[[ Data in this exercise open ]]

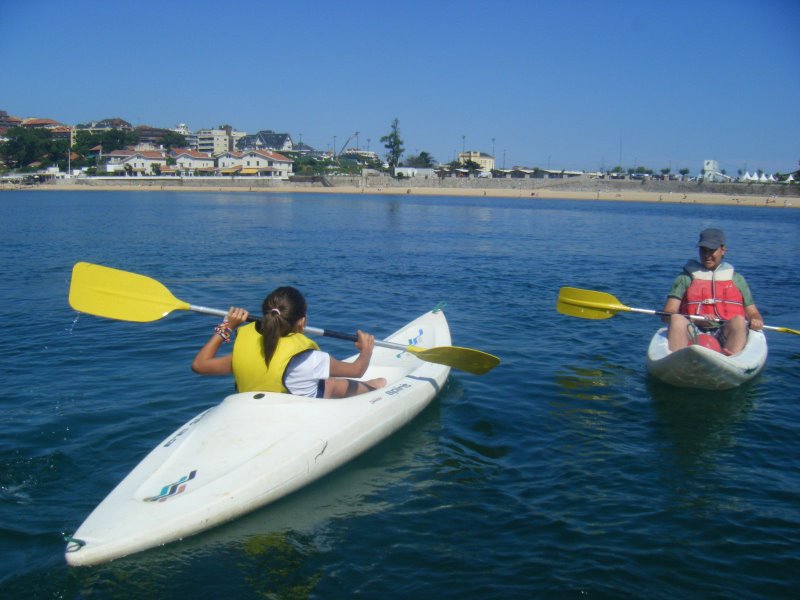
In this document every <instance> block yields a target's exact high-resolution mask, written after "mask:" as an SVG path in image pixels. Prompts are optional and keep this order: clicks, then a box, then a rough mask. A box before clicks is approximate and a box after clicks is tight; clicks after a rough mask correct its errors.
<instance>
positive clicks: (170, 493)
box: [144, 469, 197, 502]
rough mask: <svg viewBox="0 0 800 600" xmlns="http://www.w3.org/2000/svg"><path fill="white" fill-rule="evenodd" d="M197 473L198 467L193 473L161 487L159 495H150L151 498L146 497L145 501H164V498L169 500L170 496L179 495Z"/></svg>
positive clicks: (158, 501)
mask: <svg viewBox="0 0 800 600" xmlns="http://www.w3.org/2000/svg"><path fill="white" fill-rule="evenodd" d="M195 475H197V470H196V469H195V470H194V471H192V472H191V473H189V474H188V475H184V476H183V477H181V478H180V479H179V480H178V481H176V482H174V483H170V484H168V485H165V486H164V487H163V488H161V493H160V494H158V495H157V496H150V497H149V498H145V499H144V501H145V502H164V500H167V499H168V498H172V497H173V496H177V495H178V494H180V493H181V492H183V491H184V490H185V489H186V485H187V484H188V483H189V482H190V481H191V480H192V479H194V476H195Z"/></svg>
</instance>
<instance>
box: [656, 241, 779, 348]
mask: <svg viewBox="0 0 800 600" xmlns="http://www.w3.org/2000/svg"><path fill="white" fill-rule="evenodd" d="M697 247H698V249H699V254H700V261H699V262H698V261H696V260H690V261H689V262H687V263H686V266H684V268H683V272H682V273H681V274H680V275H678V277H676V278H675V281H674V282H673V283H672V289H671V290H670V291H669V294H668V295H667V302H666V304H664V312H668V313H671V314H670V315H669V316H665V317H663V320H664V322H666V323H668V325H669V331H668V334H667V335H668V338H667V339H668V342H669V349H670V350H672V351H673V352H674V351H675V350H679V349H681V348H685V347H686V346H689V345H690V344H692V343H701V344H703V345H706V346H708V347H713V348H714V349H716V350H719V351H720V352H722V353H723V354H725V355H727V356H731V355H733V354H736V353H737V352H741V350H742V349H743V348H744V346H745V343H746V342H747V329H748V321H749V327H750V329H754V330H756V331H759V330H761V329H762V327H763V326H764V319H763V318H762V316H761V313H760V312H759V311H758V308H756V305H755V304H754V303H753V296H752V294H751V293H750V287H749V286H748V285H747V282H746V281H745V279H744V277H742V275H740V274H739V273H736V272H735V271H734V269H733V266H732V265H731V264H730V263H727V262H723V260H722V259H723V258H725V252H726V247H725V233H724V232H723V231H722V230H721V229H704V230H703V231H702V232H700V240H699V241H698V243H697ZM685 315H698V316H702V317H706V319H704V320H699V319H689V318H688V317H687V316H685Z"/></svg>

[[ Data in this exercise closed ]]

- [Instructions for the task]: Write out the stretch from the start of the lines through the line containing "box: [144, 469, 197, 502]" with "clicks" switched to "points" and nothing else changed. Give only that stretch, and leave the pictures out.

- [Answer section]:
In this document every <instance> block yields a target's exact high-resolution mask, written after "mask:" as an SVG path in image pixels. Prompts are optional and keep this order: points, then a box, then a rough mask. A box before points is approximate and a box after points is tight; points after a rough mask correct its errors.
<instance>
positive points: (170, 493)
box: [144, 469, 197, 502]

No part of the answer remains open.